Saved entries
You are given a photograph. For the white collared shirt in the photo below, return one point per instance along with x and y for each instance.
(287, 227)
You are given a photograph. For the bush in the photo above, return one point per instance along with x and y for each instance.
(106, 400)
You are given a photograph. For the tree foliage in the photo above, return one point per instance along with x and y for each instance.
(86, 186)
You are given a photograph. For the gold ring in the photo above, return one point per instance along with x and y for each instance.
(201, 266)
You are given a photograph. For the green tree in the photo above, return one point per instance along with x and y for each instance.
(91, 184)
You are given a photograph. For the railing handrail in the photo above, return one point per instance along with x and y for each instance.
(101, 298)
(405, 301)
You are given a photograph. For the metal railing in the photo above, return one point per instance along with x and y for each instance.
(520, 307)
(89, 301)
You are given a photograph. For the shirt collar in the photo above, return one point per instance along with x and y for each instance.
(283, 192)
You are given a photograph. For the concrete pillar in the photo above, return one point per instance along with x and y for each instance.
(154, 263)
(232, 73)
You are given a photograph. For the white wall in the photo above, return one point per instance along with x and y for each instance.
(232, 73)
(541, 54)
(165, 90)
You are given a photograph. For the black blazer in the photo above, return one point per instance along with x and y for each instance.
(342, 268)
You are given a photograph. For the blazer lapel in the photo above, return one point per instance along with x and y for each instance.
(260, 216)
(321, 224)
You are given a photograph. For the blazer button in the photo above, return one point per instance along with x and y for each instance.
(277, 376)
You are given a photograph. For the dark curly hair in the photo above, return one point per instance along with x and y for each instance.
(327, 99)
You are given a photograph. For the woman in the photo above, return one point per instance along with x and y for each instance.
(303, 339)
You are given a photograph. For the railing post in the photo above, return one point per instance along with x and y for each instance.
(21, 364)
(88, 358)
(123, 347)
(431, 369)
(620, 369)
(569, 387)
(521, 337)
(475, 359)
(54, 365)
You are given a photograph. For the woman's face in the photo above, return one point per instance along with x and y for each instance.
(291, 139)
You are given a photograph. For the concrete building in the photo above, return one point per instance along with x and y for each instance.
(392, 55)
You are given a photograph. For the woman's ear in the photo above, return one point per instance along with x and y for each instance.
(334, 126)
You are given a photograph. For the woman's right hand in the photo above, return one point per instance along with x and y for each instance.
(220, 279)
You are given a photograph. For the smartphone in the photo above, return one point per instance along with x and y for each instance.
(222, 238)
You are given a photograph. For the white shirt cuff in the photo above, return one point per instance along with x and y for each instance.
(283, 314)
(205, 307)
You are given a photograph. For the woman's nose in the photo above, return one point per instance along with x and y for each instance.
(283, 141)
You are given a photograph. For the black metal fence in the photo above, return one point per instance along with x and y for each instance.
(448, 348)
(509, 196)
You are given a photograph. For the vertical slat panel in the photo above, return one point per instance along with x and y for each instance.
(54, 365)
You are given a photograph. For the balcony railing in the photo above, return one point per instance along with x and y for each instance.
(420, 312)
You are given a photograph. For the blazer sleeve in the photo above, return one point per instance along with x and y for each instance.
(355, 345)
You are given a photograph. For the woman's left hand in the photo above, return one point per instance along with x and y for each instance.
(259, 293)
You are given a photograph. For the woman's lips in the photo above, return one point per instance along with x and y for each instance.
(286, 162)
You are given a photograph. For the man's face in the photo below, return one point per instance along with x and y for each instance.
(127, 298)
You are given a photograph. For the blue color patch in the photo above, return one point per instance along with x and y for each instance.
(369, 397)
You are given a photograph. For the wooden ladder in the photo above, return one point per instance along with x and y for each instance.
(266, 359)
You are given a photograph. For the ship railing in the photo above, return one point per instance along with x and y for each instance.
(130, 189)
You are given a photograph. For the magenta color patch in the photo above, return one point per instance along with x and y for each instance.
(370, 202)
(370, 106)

Brief: Could you write out all the entries exactly as given?

Output for this task:
You are given a photograph. For the white collared shirt in the photo below, return one point per instance along with x and y for each instance.
(287, 227)
You are given a photograph. For the bush in the photo above, return one point per instance along with x and y for each instance.
(106, 400)
You are given a photograph. For the tree foliage in the photo above, return one point per instance along with x and y for each instance.
(86, 186)
You are given a photograph. For the gold ring in the photo above, return one point per instance along with x and y for each instance.
(201, 266)
You are given a photograph. For the green tree in the photo above, return one point per instance along with x and y for each instance.
(91, 184)
You are given a photograph. For the railing handrail in the photo above, return one point per instance along with x and y for each instance.
(101, 298)
(405, 301)
You are given a photograph. For the metal railing in the photo above, return one point per instance along with x and y for each instance.
(520, 307)
(89, 301)
You are given a photograph. For the shirt collar in the photo above, return one point per instance along with x and y for each instance.
(283, 192)
You are given a photograph. For the concrete pillar in the photo above, return one point per instance along with x and y for each instance.
(154, 263)
(232, 73)
You are given a photograph. For the white wall in the photo above, return one point per instance along with x and y for each instance.
(232, 73)
(541, 54)
(165, 90)
You are given a photograph. For the black blazer in the photo above, return one point per instance along with x and y for each instance.
(342, 268)
You are given a photograph. For the blazer lapel in the photo above, return one point per instance along with x and y for each instance.
(260, 216)
(321, 224)
You are given a photograph. For the blazer button in the photo above, return one point per instance along with x and y for each instance.
(277, 376)
You are given a photograph. For the dark curly hair in the photo above, return one point per instance along with x and y for each instance.
(327, 99)
You are given a photograph. For the woman in the photo above, return one point per instance along with x and y for each instance.
(303, 339)
You are given a photograph. For the railing post in the photo above, return one point per instance along with x and y for each instance.
(21, 364)
(88, 358)
(123, 347)
(431, 369)
(620, 369)
(569, 387)
(521, 337)
(475, 359)
(54, 365)
You are given a photograph. For the woman's face in the photo above, return one point per instance along with x and y for each instance.
(291, 139)
You are given a photograph. For the concrete building in the photo above, return one point per instance along with x and y for each instance.
(392, 55)
You are given a photograph. For the woman's ear in the photo above, return one point per instance along with x and y for each instance.
(334, 126)
You are given a photograph. For the woman's right hand in the photo above, return one point per instance along with x and y for each instance.
(220, 279)
You are given a photograph. For the smartphone in the photo above, return one point per instance along with x and y for each instance.
(222, 238)
You are given a photograph. For the white shirt cuff in the photo above, return one point per instance along with x and y for each instance.
(283, 314)
(205, 307)
You are given a photograph. For the woman's nose in the photo above, return one point per instance along with x and y for each instance.
(283, 141)
You are given a photograph. For the black metal fence in the photo above, return one point per instance along with x and y for each instance.
(448, 348)
(509, 196)
You are given a photograph. For the vertical slat panel in the photo above, return one point per instance along with x and y for each instance.
(54, 365)
You are given a photograph. For the balcony railing in the photo above, return one point per instance along with x and y for each instance.
(420, 312)
You are given a photograph. For the blazer sleeve in the photo above, return one point per instance along with x and y for each instance.
(355, 345)
You are given a photograph. For the woman's left hand in the photo above, return one point per instance along with x and y for each instance.
(259, 293)
You are given a photograph. For the woman's lips in the photo above, return one point per instance along with x and y for each instance.
(286, 162)
You are given a photograph. For the man's face in the photo below, return one point per instance along with x and y for each instance.
(127, 298)
You are given a photograph. For the blue color patch in the photo above, return one point per instance along with x and y for each instance.
(369, 397)
You are given a photograph. For the wooden ladder in the photo above, return one point per instance along with x and y for each instance.
(266, 359)
You are given a photograph. For the ship railing in the photo above, return one point per instance along with x and y for each instance.
(130, 189)
You are given a photograph. For the magenta color patch in the photo above, return one point per instance along with x and y for each instance.
(370, 202)
(370, 106)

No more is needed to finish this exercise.